**Exercise brief:**
After finding the line with "Phrase: orange folder" in the data below, set down exactly each line through the one with "Phrase: wooden tabletop", inclusive, and stop there.

:: Listed entries ::

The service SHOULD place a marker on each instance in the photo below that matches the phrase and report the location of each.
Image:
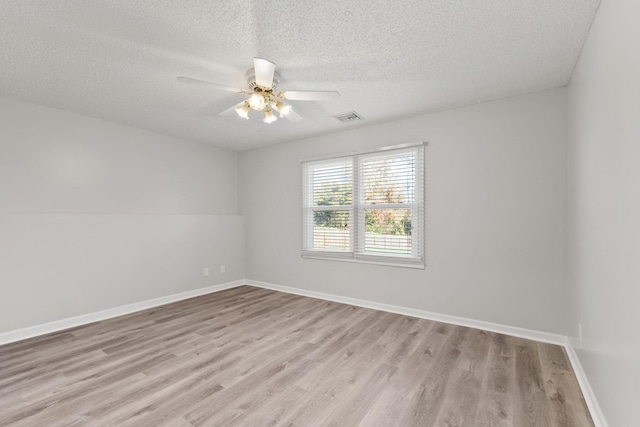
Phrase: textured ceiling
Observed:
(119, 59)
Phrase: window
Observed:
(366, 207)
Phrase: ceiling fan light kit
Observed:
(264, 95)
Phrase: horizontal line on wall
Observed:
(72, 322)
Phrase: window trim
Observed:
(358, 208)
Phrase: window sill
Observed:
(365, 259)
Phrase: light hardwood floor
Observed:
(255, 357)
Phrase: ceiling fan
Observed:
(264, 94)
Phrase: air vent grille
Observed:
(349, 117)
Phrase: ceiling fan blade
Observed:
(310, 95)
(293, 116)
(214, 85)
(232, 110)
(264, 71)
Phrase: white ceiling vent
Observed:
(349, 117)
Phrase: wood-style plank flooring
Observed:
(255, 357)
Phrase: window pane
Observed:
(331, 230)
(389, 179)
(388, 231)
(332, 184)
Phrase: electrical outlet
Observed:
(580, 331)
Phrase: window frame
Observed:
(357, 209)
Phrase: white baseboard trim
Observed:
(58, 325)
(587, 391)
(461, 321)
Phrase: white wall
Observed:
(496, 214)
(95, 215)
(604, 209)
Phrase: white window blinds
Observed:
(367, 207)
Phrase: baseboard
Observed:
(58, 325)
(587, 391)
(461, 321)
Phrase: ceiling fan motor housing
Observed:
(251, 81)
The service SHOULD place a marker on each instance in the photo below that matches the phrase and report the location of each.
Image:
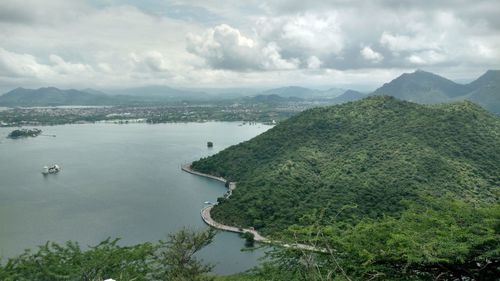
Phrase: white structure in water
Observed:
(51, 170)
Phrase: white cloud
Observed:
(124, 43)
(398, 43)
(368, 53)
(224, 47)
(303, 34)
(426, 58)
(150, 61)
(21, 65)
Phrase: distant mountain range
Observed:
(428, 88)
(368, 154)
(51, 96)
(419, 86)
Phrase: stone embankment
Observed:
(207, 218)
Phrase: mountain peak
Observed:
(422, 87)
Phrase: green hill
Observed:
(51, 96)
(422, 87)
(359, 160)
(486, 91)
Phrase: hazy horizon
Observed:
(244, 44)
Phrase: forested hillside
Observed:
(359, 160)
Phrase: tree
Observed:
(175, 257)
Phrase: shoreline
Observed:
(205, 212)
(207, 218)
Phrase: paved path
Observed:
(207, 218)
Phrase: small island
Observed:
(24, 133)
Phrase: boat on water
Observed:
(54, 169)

:::
:: Listed entries ::

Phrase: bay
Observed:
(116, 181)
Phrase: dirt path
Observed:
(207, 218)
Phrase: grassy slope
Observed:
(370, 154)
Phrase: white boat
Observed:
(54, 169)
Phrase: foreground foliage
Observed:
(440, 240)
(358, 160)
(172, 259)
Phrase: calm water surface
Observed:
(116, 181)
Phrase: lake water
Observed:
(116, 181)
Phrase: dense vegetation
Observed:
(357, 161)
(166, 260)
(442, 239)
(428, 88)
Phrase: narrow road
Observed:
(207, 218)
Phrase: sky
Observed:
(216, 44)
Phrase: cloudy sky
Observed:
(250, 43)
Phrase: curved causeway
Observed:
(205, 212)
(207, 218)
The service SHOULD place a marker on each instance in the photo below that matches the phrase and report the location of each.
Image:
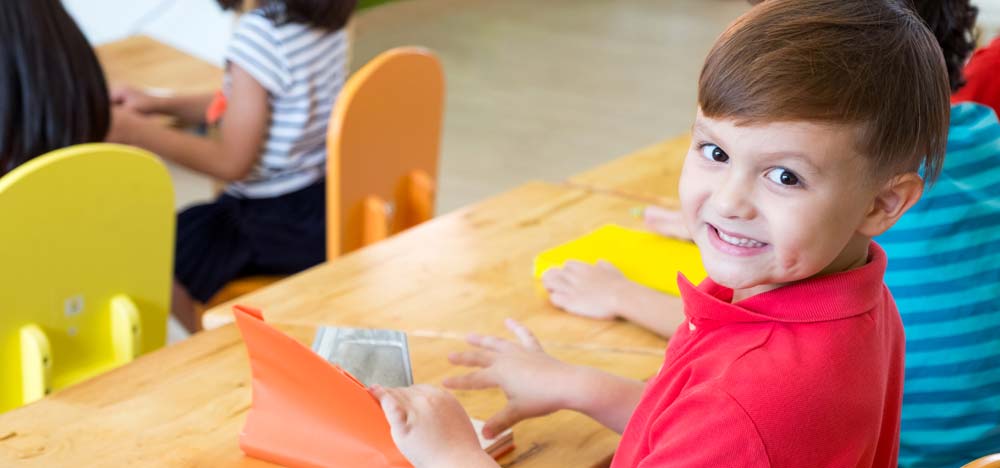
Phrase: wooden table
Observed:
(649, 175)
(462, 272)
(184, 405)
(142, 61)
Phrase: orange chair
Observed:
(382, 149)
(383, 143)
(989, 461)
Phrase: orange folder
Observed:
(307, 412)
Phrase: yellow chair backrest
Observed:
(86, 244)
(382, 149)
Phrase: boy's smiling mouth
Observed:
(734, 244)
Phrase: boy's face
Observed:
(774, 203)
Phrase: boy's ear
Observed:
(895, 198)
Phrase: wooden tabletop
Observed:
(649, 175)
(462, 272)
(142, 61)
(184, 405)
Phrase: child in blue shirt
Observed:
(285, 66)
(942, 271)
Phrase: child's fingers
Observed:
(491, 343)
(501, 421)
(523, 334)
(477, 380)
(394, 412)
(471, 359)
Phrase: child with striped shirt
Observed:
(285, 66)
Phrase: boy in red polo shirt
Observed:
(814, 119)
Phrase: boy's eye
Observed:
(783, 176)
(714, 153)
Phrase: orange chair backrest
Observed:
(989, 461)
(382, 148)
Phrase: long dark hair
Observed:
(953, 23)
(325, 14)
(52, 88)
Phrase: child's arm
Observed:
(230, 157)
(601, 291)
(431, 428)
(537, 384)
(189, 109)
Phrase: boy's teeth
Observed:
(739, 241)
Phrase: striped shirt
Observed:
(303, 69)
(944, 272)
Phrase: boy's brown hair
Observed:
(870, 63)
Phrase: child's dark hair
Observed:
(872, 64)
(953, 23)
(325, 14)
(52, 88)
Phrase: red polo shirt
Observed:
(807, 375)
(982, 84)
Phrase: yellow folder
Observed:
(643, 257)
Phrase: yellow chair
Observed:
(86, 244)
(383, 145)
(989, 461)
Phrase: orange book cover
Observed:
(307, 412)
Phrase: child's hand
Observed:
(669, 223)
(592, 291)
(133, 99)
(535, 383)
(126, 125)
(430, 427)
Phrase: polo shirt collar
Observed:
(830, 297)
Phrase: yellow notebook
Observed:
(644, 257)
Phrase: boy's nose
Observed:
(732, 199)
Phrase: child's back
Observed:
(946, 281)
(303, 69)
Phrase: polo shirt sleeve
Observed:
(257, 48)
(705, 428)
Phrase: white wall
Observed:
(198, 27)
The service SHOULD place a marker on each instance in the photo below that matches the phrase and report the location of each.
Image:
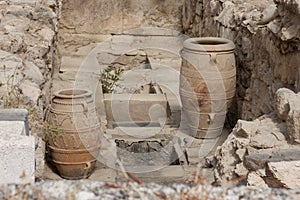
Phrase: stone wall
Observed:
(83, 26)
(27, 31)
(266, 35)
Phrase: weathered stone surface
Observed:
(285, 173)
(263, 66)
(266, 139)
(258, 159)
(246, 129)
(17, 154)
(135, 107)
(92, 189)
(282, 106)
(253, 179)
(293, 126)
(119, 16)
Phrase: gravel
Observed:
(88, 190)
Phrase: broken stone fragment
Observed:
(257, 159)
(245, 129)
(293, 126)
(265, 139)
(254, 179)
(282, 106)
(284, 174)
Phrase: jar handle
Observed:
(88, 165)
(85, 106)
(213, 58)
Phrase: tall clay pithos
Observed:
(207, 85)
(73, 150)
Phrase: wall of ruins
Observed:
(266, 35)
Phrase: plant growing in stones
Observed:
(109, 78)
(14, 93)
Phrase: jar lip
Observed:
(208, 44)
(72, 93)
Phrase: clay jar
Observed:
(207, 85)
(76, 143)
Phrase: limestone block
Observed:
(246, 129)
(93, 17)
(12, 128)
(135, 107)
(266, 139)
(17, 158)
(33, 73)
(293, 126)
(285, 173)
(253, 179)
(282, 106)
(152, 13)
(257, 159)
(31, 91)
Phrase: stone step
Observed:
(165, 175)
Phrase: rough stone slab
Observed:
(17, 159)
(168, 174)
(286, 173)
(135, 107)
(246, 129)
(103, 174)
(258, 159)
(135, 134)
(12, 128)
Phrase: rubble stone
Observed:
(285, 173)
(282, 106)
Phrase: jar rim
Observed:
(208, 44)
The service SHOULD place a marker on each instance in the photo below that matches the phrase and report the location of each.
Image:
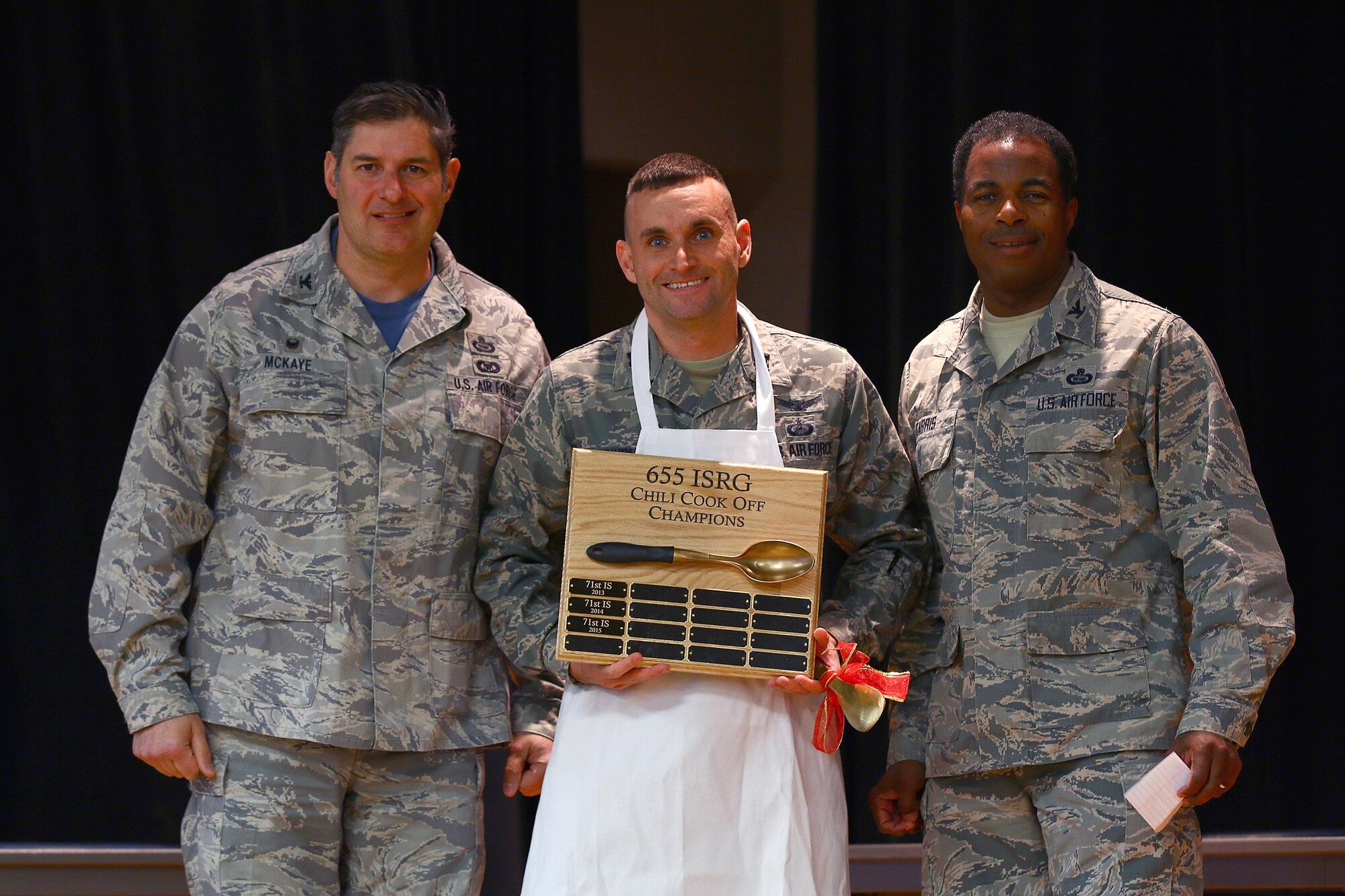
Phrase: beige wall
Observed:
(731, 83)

:::

**Solution:**
Phrase: orange folder
Observed:
(307, 412)
Phrase: yellow chair backrest
Observed:
(86, 244)
(382, 149)
Phrase: boy's smiling mouth
Observed:
(734, 244)
Phrase: boy's face
Observed:
(774, 203)
Phrase: boy's ear
Observed:
(895, 198)
Phrase: wooden tabletop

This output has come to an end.